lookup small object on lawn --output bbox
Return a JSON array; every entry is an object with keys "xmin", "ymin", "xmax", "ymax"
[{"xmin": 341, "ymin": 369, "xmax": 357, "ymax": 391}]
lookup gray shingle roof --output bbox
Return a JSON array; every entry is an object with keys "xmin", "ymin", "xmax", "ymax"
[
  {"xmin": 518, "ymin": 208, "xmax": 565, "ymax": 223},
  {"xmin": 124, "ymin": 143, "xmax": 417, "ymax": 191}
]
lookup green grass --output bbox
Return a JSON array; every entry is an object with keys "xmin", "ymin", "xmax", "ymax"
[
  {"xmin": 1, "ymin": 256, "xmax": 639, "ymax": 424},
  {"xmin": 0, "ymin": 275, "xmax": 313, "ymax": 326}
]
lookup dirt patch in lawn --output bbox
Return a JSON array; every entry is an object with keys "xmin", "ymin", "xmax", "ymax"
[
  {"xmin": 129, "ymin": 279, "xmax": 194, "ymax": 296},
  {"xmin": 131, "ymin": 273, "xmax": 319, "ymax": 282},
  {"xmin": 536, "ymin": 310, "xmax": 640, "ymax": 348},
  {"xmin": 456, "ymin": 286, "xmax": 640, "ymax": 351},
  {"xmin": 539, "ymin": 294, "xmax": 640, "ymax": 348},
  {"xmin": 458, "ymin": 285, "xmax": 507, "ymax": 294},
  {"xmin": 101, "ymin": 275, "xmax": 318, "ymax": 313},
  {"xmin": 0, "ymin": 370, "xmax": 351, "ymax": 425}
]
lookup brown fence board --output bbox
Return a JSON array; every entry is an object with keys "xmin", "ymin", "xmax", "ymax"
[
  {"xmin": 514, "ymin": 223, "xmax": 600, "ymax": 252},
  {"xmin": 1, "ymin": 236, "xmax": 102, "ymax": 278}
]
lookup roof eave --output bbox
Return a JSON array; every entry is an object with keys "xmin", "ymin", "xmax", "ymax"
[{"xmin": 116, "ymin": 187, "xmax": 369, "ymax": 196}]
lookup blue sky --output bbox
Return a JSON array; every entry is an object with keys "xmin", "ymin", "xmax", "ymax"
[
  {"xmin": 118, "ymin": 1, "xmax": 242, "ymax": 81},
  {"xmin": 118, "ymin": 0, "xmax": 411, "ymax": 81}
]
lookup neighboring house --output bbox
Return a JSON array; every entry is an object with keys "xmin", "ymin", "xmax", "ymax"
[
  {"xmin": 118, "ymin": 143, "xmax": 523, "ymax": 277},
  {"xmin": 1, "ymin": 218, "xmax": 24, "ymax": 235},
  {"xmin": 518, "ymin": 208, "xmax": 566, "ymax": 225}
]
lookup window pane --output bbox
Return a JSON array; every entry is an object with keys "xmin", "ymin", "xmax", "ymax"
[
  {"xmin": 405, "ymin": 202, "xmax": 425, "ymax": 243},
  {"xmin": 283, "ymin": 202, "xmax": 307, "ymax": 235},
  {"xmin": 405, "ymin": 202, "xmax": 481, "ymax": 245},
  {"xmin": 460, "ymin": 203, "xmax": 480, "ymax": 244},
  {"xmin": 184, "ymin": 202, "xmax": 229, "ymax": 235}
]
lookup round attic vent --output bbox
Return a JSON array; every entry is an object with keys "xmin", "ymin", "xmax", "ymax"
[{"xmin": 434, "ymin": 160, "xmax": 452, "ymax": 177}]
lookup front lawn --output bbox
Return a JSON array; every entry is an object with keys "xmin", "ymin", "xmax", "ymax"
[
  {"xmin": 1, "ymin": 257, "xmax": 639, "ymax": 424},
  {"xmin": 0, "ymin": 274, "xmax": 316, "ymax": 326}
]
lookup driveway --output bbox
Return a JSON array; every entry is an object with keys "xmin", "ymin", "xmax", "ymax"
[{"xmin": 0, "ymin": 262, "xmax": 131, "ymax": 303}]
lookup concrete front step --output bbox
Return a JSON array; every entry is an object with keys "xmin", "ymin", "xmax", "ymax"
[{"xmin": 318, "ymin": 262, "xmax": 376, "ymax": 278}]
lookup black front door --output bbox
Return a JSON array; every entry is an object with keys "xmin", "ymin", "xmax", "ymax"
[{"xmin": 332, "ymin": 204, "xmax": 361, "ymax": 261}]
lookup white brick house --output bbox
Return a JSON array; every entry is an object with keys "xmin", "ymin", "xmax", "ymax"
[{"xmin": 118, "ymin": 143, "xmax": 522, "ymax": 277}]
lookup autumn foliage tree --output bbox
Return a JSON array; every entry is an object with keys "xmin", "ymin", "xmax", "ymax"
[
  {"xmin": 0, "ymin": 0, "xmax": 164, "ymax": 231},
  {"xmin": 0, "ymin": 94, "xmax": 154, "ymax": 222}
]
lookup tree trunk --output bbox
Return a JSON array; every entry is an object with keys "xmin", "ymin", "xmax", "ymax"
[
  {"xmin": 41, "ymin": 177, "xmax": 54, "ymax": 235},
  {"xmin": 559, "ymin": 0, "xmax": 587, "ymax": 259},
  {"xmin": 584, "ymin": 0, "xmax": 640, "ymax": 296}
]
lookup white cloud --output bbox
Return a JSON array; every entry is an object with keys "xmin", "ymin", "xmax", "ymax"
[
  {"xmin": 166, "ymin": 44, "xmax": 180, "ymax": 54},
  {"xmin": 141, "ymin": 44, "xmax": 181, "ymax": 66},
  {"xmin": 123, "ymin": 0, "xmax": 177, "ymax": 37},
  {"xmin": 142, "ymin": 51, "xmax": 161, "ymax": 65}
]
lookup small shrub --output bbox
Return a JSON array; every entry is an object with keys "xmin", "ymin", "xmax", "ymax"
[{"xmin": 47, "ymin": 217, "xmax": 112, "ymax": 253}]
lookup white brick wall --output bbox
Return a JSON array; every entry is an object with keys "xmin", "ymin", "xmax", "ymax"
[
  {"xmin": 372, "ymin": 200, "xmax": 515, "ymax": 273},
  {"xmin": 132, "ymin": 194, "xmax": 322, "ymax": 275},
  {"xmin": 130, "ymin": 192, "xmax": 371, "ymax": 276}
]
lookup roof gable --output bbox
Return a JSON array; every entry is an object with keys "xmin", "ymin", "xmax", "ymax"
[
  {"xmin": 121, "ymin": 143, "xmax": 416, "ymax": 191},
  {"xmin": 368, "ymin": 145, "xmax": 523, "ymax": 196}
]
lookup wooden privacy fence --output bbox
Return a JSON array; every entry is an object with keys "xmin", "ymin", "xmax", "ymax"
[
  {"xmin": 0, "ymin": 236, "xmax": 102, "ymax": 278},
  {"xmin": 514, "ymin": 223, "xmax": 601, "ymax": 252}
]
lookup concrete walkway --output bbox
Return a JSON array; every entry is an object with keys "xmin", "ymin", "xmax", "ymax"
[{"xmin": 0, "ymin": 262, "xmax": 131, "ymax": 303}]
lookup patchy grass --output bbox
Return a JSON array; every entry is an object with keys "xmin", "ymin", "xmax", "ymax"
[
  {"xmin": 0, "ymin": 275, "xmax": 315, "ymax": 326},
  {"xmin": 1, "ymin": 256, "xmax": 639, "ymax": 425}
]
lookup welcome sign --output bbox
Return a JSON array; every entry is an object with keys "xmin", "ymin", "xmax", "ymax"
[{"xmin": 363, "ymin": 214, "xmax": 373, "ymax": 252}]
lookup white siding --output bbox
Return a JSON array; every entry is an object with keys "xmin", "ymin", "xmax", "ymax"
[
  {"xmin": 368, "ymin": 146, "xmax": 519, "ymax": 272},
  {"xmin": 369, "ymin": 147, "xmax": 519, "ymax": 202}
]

··········

All the entries above need to be reproduced exactly.

lookup small object on lawn --output bbox
Return a JSON array; every entry is an object with keys "xmin", "ymin", "xmax", "ymax"
[{"xmin": 341, "ymin": 369, "xmax": 357, "ymax": 391}]
lookup gray shingle roof --output bbox
Return a JSON array; every entry is an object with keys "xmin", "ymin", "xmax", "ymax"
[
  {"xmin": 518, "ymin": 208, "xmax": 565, "ymax": 223},
  {"xmin": 124, "ymin": 143, "xmax": 417, "ymax": 191}
]
lookup green grass --output bbox
Return a JSON array; every entry is an object with keys "xmin", "ymin", "xmax", "ymax"
[
  {"xmin": 1, "ymin": 256, "xmax": 639, "ymax": 424},
  {"xmin": 0, "ymin": 275, "xmax": 313, "ymax": 326}
]
lookup dirt patch in lawn --output bbox
Return a JSON array; every entry is an object with keys "xmin", "ymin", "xmax", "ymax"
[
  {"xmin": 129, "ymin": 279, "xmax": 194, "ymax": 296},
  {"xmin": 131, "ymin": 273, "xmax": 319, "ymax": 282},
  {"xmin": 536, "ymin": 310, "xmax": 640, "ymax": 348},
  {"xmin": 456, "ymin": 286, "xmax": 640, "ymax": 351},
  {"xmin": 539, "ymin": 294, "xmax": 640, "ymax": 348},
  {"xmin": 458, "ymin": 285, "xmax": 507, "ymax": 294},
  {"xmin": 101, "ymin": 275, "xmax": 318, "ymax": 313},
  {"xmin": 0, "ymin": 370, "xmax": 351, "ymax": 425}
]
lookup brown fence board --output bbox
Return a JSON array; every entry is an object with keys "xmin", "ymin", "xmax", "ymax"
[
  {"xmin": 514, "ymin": 223, "xmax": 600, "ymax": 252},
  {"xmin": 1, "ymin": 236, "xmax": 102, "ymax": 278}
]
lookup roof eave --output bbox
Return a JSON array; every entry is an object with keys "xmin", "ymin", "xmax", "ymax"
[{"xmin": 116, "ymin": 187, "xmax": 369, "ymax": 196}]
lookup blue sky --output bbox
Return a JSON array; every entry is an object with keys "xmin", "ymin", "xmax", "ymax"
[
  {"xmin": 118, "ymin": 1, "xmax": 242, "ymax": 81},
  {"xmin": 118, "ymin": 0, "xmax": 411, "ymax": 81}
]
lookup neighboring house --output bbox
Return a JSON array; every entry is an object with keys "xmin", "ymin", "xmax", "ymax"
[
  {"xmin": 118, "ymin": 143, "xmax": 523, "ymax": 277},
  {"xmin": 1, "ymin": 218, "xmax": 24, "ymax": 235},
  {"xmin": 518, "ymin": 208, "xmax": 566, "ymax": 225}
]
lookup window pane --output bbox
Return a JSON array; every entry is an object with keys "xmin", "ymin", "xmax", "ymax"
[
  {"xmin": 405, "ymin": 202, "xmax": 425, "ymax": 243},
  {"xmin": 283, "ymin": 202, "xmax": 307, "ymax": 235},
  {"xmin": 405, "ymin": 202, "xmax": 481, "ymax": 245},
  {"xmin": 460, "ymin": 203, "xmax": 480, "ymax": 244},
  {"xmin": 184, "ymin": 202, "xmax": 229, "ymax": 235}
]
lookup round attic vent --output bbox
Return a JSON array; every entry is an object with keys "xmin", "ymin", "xmax", "ymax"
[{"xmin": 434, "ymin": 160, "xmax": 452, "ymax": 177}]
lookup front lawn --output bbox
Return a JSON array; every entry is an object with keys "xmin", "ymin", "xmax", "ymax"
[
  {"xmin": 1, "ymin": 257, "xmax": 639, "ymax": 424},
  {"xmin": 0, "ymin": 274, "xmax": 316, "ymax": 326}
]
lookup driveway --output bbox
Return a JSON array; every entry is an object with keys "xmin", "ymin", "xmax", "ymax"
[{"xmin": 0, "ymin": 262, "xmax": 131, "ymax": 303}]
lookup concrete front step --output bbox
Return a JSON array; every entry is an object with keys "xmin", "ymin", "xmax", "ymax"
[{"xmin": 318, "ymin": 262, "xmax": 376, "ymax": 278}]
lookup black front door --output bbox
Return a JSON array; every entry is an object with keys "xmin", "ymin", "xmax", "ymax"
[{"xmin": 332, "ymin": 204, "xmax": 361, "ymax": 261}]
lookup white brick house --output bbox
Return a JSON array; every entry is an object with keys "xmin", "ymin", "xmax", "ymax"
[{"xmin": 118, "ymin": 143, "xmax": 522, "ymax": 277}]
lookup autumn foliage tree --output bbox
Return a JSON array; every entry is an object with keys "xmin", "ymin", "xmax", "ymax"
[
  {"xmin": 0, "ymin": 0, "xmax": 164, "ymax": 231},
  {"xmin": 0, "ymin": 94, "xmax": 154, "ymax": 222}
]
lookup tree trunk --output bbox
Return a JSON array; every entry is an object with keys "xmin", "ymin", "xmax", "ymax"
[
  {"xmin": 41, "ymin": 177, "xmax": 54, "ymax": 235},
  {"xmin": 559, "ymin": 0, "xmax": 587, "ymax": 259},
  {"xmin": 584, "ymin": 0, "xmax": 640, "ymax": 296}
]
lookup white cloud --output bbox
Return a JSON array; every entry is an object with keys "xmin", "ymin", "xmax", "ymax"
[
  {"xmin": 166, "ymin": 44, "xmax": 180, "ymax": 54},
  {"xmin": 141, "ymin": 44, "xmax": 181, "ymax": 66},
  {"xmin": 123, "ymin": 0, "xmax": 177, "ymax": 37},
  {"xmin": 142, "ymin": 51, "xmax": 161, "ymax": 65}
]
lookup small shrub --output bbox
Return a JSON array; every entry is an object with keys "xmin", "ymin", "xmax", "ymax"
[{"xmin": 47, "ymin": 217, "xmax": 112, "ymax": 253}]
lookup white brick wall --output bbox
Return a JSON array; every entry is an object with keys "xmin", "ymin", "xmax", "ymax"
[
  {"xmin": 372, "ymin": 200, "xmax": 515, "ymax": 273},
  {"xmin": 132, "ymin": 194, "xmax": 322, "ymax": 275},
  {"xmin": 130, "ymin": 192, "xmax": 371, "ymax": 276}
]
lookup roof gable --output bbox
Return a JSON array; every entry is an object with keys "xmin", "ymin", "xmax", "ymax"
[
  {"xmin": 121, "ymin": 143, "xmax": 416, "ymax": 191},
  {"xmin": 368, "ymin": 145, "xmax": 523, "ymax": 196}
]
lookup wooden privacy fence --output bbox
Return a JSON array; every entry is an object with keys "xmin", "ymin", "xmax", "ymax"
[
  {"xmin": 0, "ymin": 236, "xmax": 102, "ymax": 278},
  {"xmin": 514, "ymin": 223, "xmax": 601, "ymax": 252}
]
lookup concrete walkway --output bbox
Return a JSON array; every entry is an object with keys "xmin", "ymin", "xmax", "ymax"
[{"xmin": 0, "ymin": 262, "xmax": 131, "ymax": 303}]
lookup patchy grass --output bbox
Return a JSON array; every entry is an object with keys "xmin", "ymin", "xmax", "ymax"
[
  {"xmin": 0, "ymin": 275, "xmax": 315, "ymax": 326},
  {"xmin": 1, "ymin": 256, "xmax": 639, "ymax": 425}
]
lookup welcome sign --output bbox
Return a JSON array; every entry is an object with keys "xmin", "ymin", "xmax", "ymax"
[{"xmin": 363, "ymin": 214, "xmax": 373, "ymax": 252}]
lookup white siding --output bbox
Return a JSON array; every entry is an object with keys "xmin", "ymin", "xmax", "ymax"
[
  {"xmin": 368, "ymin": 146, "xmax": 519, "ymax": 272},
  {"xmin": 369, "ymin": 147, "xmax": 519, "ymax": 202}
]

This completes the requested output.